** Start of ITEMS **

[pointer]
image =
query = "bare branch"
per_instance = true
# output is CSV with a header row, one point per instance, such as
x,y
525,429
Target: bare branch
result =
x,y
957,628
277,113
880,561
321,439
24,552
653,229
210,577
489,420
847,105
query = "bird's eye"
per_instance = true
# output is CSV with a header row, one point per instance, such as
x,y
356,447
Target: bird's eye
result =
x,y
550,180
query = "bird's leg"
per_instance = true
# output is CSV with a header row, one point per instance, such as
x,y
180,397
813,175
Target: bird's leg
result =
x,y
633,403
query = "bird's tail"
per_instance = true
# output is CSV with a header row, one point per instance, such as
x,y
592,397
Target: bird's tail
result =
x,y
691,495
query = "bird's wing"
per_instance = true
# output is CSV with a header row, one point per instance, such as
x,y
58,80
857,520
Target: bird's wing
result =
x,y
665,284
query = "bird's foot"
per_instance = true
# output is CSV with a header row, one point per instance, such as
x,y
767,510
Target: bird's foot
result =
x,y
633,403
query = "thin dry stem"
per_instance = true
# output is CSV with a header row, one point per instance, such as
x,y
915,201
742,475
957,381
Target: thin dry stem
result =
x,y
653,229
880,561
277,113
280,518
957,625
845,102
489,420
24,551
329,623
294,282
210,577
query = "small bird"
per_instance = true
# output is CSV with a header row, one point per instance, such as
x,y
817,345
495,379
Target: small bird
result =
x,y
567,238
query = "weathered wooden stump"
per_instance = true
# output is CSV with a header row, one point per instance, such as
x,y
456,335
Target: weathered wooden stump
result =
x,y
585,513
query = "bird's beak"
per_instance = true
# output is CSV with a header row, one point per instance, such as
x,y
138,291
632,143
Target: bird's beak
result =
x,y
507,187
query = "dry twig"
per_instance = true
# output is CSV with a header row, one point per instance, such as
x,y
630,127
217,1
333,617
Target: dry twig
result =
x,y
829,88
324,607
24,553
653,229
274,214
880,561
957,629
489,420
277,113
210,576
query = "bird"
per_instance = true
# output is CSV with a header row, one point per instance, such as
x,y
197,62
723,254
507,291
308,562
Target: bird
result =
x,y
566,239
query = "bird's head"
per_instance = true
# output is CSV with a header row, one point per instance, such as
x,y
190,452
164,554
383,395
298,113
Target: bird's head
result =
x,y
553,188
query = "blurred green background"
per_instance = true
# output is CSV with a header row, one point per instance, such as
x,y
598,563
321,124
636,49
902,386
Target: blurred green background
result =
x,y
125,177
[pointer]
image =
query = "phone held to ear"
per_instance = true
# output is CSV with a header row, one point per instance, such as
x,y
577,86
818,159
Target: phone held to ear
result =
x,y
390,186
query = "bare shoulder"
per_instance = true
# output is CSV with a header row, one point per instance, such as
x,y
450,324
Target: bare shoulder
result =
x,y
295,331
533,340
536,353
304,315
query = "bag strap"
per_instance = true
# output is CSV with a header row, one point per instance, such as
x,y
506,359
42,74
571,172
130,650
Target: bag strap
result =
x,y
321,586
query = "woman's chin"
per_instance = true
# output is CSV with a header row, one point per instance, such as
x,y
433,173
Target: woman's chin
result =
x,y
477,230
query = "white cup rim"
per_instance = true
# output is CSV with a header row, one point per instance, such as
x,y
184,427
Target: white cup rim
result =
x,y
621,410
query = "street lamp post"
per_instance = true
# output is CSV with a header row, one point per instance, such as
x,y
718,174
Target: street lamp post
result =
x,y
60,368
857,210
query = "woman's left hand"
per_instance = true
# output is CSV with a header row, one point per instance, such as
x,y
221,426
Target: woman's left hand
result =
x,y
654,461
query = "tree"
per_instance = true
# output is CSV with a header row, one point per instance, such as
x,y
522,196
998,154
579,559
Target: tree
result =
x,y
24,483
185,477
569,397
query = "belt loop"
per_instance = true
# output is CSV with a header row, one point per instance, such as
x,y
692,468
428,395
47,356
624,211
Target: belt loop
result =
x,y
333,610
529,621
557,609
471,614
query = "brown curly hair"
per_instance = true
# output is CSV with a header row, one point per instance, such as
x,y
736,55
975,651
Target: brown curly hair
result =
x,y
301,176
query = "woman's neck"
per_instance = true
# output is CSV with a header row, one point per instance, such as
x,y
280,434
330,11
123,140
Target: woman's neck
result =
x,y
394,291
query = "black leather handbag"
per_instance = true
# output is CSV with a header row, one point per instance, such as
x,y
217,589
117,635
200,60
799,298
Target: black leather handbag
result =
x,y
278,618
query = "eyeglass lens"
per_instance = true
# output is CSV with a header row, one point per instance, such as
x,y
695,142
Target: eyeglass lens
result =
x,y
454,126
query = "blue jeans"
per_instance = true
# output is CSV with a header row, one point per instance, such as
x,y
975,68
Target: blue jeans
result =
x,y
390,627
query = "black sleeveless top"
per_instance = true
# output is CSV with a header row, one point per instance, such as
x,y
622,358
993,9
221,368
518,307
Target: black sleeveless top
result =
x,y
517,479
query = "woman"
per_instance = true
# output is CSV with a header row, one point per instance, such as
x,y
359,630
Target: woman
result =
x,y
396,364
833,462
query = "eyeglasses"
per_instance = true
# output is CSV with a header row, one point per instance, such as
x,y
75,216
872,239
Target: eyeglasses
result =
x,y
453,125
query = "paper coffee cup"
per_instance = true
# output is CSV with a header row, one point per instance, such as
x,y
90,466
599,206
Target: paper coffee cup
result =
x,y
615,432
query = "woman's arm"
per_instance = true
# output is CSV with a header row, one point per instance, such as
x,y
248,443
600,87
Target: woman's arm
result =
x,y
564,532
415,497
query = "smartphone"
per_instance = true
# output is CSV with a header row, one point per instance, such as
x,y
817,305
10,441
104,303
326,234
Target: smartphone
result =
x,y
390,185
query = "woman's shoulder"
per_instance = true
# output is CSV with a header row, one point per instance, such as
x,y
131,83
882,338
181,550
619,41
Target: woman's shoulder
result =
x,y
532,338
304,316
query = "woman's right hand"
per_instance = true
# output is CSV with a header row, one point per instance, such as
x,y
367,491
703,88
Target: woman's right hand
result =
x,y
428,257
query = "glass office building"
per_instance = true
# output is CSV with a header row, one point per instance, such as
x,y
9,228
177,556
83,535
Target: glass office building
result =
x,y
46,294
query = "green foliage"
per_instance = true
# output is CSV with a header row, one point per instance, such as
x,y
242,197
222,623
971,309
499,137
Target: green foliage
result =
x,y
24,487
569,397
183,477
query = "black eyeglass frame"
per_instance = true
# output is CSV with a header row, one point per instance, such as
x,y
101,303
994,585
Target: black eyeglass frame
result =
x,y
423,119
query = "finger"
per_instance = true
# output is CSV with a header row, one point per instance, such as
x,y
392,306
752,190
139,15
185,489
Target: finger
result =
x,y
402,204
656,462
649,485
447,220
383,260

** End of ITEMS **

## WHAT IS REQUIRED:
Pick out each line in the rows above that contains the word "thin", treating uppercase and lowercase letters as different.

## PROBLEM SOLUTION:
query = "thin dry stem"
Target: thin dry stem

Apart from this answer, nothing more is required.